(Entries from a dataset)
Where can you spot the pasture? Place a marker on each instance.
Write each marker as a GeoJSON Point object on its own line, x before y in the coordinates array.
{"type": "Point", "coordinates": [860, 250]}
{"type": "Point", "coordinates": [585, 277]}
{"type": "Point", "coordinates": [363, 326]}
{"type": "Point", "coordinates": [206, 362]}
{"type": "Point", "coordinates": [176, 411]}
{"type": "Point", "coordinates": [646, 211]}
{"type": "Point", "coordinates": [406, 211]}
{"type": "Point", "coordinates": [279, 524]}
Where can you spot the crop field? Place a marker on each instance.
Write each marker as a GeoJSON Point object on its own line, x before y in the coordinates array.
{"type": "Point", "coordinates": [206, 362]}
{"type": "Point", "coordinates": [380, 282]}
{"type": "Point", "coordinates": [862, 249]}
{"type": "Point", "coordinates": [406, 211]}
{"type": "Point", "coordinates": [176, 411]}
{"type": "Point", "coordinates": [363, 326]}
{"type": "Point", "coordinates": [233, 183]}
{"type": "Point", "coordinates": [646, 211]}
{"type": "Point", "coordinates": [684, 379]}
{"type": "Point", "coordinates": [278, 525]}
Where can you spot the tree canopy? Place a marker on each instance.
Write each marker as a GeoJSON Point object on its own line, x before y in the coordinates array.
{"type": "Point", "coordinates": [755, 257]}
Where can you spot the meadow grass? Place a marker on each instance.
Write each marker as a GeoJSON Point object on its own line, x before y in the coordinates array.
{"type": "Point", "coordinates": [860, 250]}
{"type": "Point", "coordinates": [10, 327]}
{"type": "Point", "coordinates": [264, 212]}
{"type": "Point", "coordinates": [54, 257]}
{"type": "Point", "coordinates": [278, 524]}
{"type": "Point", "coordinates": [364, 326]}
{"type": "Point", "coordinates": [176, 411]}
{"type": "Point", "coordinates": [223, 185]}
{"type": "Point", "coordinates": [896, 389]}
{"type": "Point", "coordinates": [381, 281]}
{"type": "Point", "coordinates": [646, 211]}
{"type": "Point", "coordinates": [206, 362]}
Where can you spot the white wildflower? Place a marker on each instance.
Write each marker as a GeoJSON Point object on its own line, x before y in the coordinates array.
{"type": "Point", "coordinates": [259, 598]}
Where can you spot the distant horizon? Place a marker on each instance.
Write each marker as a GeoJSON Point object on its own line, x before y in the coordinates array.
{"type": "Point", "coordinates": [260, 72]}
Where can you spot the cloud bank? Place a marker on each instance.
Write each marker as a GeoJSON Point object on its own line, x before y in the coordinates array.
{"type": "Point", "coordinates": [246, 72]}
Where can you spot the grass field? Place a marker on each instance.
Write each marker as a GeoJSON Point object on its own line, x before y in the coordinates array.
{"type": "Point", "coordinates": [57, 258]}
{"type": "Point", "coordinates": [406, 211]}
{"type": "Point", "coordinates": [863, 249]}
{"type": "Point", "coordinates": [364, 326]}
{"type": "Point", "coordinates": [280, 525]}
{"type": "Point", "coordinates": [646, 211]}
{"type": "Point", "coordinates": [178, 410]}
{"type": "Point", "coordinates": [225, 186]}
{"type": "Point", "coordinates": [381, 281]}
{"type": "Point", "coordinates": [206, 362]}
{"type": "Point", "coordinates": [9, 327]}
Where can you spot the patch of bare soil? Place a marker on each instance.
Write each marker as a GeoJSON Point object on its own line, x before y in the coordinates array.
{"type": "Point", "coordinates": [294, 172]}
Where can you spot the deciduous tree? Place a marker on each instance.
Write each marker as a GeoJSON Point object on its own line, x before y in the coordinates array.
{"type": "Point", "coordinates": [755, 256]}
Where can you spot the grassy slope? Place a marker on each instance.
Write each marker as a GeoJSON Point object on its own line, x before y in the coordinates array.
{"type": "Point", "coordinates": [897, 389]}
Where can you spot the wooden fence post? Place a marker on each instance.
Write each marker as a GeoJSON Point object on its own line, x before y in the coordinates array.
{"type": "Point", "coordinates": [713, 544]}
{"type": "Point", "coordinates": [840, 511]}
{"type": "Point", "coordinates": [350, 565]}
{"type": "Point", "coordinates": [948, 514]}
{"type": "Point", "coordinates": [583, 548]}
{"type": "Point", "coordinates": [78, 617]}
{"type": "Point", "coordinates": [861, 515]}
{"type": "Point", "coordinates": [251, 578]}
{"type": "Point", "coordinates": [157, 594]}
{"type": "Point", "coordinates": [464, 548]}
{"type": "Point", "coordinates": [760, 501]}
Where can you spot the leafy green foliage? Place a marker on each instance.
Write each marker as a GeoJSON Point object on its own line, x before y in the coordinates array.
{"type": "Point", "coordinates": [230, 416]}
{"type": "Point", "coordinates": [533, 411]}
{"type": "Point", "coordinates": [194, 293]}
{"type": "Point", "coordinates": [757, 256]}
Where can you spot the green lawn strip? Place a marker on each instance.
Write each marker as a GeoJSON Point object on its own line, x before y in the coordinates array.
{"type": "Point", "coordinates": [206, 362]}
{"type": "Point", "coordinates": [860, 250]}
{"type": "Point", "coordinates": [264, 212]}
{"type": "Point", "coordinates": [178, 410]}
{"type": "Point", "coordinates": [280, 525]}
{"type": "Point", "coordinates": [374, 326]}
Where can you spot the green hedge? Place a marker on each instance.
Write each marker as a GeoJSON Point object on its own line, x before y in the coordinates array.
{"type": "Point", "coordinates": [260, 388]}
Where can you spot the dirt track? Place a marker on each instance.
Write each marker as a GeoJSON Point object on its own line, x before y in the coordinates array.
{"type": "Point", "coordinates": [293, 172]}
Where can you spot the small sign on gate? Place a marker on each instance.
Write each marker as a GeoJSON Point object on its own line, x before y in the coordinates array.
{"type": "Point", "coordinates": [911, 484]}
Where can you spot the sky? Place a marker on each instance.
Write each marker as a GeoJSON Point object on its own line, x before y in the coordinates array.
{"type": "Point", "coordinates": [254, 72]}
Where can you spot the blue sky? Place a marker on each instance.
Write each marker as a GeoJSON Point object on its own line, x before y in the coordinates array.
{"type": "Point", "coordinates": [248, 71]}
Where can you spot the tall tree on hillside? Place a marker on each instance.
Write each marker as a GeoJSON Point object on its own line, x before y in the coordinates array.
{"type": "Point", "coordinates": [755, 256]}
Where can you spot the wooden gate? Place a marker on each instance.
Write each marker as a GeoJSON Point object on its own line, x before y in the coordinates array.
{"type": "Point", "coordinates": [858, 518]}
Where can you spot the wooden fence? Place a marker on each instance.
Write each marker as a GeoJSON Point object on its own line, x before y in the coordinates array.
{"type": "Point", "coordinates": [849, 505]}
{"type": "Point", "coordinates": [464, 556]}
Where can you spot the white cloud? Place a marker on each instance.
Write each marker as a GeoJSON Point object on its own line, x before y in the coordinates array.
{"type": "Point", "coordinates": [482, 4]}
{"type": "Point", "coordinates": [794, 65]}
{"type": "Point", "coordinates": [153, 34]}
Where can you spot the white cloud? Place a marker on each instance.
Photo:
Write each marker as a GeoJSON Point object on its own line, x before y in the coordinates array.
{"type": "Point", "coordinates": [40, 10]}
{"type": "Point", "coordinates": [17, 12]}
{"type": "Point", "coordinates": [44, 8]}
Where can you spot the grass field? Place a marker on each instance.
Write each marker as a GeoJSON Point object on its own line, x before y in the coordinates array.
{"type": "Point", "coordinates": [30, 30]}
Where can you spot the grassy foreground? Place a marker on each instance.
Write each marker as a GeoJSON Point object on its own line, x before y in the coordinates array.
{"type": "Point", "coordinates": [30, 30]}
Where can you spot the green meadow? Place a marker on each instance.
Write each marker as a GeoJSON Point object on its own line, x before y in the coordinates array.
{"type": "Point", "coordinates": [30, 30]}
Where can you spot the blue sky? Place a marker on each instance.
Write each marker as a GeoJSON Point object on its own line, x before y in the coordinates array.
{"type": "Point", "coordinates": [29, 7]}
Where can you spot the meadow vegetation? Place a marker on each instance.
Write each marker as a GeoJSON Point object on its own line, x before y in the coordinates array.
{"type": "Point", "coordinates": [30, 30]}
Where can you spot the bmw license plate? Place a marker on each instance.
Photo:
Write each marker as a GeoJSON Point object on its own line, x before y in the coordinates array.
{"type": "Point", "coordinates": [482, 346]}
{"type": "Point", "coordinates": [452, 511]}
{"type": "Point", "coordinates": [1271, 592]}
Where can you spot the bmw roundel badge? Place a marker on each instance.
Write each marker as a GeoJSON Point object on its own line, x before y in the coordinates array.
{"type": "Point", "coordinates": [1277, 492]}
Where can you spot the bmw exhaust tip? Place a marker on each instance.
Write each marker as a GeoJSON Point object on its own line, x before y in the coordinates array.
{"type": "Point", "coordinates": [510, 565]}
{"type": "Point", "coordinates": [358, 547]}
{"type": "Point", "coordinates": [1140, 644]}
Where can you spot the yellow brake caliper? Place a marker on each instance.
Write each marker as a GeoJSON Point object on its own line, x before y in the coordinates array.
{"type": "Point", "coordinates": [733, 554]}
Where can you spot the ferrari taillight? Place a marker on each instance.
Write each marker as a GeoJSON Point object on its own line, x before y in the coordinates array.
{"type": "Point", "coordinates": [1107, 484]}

---

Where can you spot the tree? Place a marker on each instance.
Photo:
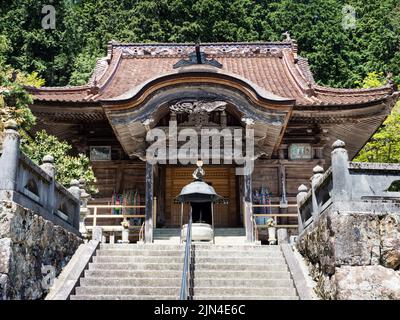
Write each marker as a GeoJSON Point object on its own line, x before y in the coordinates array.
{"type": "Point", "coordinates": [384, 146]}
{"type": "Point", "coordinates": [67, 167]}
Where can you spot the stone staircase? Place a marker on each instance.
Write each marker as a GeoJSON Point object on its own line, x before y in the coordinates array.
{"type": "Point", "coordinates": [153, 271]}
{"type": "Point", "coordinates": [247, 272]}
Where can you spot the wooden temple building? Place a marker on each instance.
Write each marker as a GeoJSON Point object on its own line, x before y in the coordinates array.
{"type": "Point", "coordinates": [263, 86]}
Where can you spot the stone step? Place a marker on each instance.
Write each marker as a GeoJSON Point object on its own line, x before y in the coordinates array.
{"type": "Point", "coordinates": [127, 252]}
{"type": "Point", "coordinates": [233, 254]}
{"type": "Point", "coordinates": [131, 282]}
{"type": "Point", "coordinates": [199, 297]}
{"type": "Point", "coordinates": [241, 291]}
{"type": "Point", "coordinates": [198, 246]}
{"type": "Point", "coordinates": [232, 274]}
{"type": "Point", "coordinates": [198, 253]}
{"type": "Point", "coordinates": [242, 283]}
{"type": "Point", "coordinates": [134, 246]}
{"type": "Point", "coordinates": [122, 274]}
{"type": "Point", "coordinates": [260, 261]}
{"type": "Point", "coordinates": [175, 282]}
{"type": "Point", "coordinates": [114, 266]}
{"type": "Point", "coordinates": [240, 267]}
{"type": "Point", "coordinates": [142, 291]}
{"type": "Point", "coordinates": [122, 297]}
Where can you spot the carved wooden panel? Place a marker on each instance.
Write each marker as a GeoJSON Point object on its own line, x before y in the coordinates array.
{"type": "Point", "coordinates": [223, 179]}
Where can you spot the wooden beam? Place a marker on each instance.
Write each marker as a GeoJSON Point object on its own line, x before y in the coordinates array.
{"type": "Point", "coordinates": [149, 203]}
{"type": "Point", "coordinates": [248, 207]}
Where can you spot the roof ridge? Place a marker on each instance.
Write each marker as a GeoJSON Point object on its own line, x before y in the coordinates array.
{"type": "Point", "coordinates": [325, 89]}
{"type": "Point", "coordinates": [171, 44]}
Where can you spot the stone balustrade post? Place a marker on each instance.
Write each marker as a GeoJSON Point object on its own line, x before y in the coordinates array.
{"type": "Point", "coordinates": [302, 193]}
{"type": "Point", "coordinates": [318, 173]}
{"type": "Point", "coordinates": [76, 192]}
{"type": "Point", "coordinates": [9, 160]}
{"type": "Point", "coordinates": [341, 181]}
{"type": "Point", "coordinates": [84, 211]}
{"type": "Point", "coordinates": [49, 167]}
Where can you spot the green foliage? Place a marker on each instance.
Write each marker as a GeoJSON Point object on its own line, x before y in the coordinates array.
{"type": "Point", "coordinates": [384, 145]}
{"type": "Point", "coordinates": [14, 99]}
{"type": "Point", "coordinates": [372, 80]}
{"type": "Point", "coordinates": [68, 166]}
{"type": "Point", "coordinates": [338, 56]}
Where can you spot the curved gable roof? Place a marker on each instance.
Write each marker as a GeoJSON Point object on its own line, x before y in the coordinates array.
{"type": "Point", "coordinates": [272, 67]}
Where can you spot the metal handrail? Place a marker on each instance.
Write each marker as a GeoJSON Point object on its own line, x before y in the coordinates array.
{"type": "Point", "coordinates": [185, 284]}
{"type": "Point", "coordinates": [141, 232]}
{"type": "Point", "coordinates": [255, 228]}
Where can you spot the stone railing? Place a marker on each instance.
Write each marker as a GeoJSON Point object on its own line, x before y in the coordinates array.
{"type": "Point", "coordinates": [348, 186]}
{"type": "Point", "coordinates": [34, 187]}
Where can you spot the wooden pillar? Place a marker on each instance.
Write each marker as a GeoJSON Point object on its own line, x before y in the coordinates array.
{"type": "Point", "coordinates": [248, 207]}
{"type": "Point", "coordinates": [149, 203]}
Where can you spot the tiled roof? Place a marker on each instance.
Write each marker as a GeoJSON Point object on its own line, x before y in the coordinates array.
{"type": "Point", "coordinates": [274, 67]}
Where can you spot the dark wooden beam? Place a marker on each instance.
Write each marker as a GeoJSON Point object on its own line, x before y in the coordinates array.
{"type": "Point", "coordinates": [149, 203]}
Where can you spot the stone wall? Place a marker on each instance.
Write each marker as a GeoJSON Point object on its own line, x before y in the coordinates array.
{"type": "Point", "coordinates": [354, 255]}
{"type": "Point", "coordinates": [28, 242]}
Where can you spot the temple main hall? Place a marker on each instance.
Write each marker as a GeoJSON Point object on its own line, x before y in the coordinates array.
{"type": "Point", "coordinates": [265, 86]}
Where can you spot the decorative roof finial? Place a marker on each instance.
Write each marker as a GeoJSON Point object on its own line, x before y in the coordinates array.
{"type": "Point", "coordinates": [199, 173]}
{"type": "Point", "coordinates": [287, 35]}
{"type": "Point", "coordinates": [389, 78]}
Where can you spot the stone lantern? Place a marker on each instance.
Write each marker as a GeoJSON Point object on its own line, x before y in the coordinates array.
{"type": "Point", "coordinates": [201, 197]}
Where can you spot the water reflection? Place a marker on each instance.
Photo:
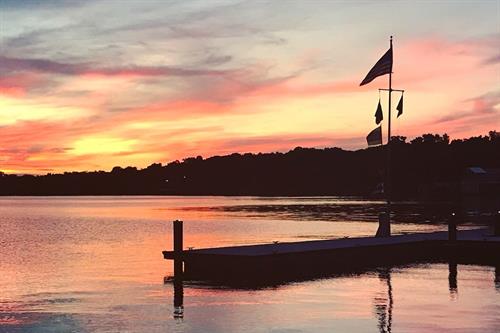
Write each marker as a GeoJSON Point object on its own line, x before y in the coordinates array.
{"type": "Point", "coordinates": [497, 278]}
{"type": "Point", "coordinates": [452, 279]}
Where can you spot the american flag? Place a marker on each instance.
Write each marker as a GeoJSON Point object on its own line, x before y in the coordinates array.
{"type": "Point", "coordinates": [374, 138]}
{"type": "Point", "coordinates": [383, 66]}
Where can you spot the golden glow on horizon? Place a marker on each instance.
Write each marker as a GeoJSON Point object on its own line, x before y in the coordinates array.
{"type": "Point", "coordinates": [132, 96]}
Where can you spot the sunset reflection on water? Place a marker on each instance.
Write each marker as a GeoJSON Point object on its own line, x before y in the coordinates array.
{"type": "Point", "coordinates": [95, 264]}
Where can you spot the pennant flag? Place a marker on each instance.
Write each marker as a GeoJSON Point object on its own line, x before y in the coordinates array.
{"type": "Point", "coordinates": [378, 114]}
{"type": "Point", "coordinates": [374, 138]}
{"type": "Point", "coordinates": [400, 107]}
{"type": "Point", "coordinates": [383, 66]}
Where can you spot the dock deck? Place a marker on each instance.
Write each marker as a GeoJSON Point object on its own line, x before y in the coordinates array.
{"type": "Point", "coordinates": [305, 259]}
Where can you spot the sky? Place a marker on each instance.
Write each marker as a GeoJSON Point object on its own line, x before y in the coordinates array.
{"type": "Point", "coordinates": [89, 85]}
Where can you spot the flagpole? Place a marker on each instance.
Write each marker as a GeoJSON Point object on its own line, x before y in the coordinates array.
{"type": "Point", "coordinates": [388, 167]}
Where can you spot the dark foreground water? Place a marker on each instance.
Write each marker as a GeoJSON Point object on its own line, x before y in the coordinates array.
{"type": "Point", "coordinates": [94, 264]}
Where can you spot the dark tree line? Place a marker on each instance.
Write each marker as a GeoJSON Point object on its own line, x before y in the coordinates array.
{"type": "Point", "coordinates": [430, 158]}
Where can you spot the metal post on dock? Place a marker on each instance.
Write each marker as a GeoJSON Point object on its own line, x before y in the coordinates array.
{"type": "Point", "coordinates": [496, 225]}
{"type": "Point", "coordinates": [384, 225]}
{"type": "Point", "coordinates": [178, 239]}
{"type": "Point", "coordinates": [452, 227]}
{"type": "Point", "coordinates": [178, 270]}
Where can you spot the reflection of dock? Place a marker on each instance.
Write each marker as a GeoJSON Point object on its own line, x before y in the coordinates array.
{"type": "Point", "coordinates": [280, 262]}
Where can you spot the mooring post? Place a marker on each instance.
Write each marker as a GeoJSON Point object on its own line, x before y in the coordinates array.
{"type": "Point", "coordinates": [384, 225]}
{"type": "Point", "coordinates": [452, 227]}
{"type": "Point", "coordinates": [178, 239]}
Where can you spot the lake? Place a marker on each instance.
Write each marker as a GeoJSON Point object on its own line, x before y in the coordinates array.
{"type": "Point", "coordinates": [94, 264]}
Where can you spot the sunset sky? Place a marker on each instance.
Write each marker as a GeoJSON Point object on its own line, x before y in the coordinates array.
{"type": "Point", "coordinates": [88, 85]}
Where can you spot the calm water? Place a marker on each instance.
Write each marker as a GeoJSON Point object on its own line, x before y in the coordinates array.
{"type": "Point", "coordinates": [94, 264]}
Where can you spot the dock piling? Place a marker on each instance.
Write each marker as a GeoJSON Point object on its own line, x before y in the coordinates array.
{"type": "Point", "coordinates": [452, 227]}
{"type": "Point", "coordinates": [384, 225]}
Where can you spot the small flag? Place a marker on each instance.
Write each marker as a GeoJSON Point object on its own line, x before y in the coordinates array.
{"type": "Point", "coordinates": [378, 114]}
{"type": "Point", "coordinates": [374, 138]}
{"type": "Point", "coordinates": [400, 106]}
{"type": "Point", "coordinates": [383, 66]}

==

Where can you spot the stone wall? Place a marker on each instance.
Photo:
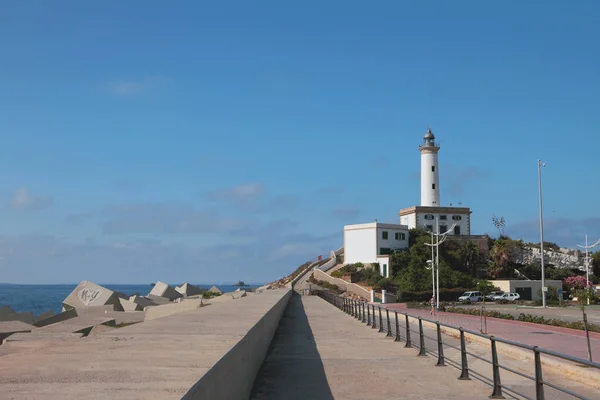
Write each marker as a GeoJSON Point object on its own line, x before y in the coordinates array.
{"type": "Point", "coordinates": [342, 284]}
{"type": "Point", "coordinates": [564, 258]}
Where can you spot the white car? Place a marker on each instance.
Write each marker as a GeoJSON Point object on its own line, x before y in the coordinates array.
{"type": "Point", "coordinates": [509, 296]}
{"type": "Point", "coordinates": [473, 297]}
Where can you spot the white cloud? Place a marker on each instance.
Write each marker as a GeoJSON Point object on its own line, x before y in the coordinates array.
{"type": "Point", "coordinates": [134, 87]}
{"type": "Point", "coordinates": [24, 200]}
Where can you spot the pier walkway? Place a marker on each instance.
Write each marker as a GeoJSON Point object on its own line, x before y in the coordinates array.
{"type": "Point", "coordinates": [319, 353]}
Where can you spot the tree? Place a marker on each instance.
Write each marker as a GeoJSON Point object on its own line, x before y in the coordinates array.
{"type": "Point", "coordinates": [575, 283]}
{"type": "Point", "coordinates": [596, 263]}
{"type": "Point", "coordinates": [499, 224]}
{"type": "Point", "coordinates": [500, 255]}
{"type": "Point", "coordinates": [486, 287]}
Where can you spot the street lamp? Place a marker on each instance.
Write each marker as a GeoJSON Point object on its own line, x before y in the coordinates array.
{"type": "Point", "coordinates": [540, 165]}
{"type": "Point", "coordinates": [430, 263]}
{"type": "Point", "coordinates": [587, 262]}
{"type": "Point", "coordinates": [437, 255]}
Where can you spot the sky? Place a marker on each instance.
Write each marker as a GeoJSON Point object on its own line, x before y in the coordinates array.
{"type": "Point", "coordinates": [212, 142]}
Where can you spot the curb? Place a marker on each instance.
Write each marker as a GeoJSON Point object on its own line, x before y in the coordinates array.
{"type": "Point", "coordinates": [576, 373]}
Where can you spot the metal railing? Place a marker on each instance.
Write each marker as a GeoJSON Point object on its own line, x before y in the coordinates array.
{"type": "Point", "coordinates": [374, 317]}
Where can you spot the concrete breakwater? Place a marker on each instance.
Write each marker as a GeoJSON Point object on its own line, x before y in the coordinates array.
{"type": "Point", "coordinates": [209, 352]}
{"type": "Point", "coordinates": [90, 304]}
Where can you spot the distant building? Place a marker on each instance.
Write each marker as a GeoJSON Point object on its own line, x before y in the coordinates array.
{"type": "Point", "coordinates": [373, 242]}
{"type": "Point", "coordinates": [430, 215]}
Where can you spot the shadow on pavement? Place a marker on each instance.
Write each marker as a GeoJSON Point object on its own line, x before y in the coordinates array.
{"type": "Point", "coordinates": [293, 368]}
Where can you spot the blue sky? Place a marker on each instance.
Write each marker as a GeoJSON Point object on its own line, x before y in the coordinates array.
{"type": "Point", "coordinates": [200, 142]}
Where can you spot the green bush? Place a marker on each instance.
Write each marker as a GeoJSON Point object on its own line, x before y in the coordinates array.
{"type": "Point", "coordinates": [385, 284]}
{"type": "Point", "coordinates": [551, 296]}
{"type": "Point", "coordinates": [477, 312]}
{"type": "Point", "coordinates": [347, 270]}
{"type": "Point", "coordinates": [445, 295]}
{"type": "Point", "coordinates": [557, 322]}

▸ **YOUR GOAL**
Count the lines in the data above that contain the word "distant", matching case exactly, and reply with only that number.

▸ **ANSWER BELOW**
2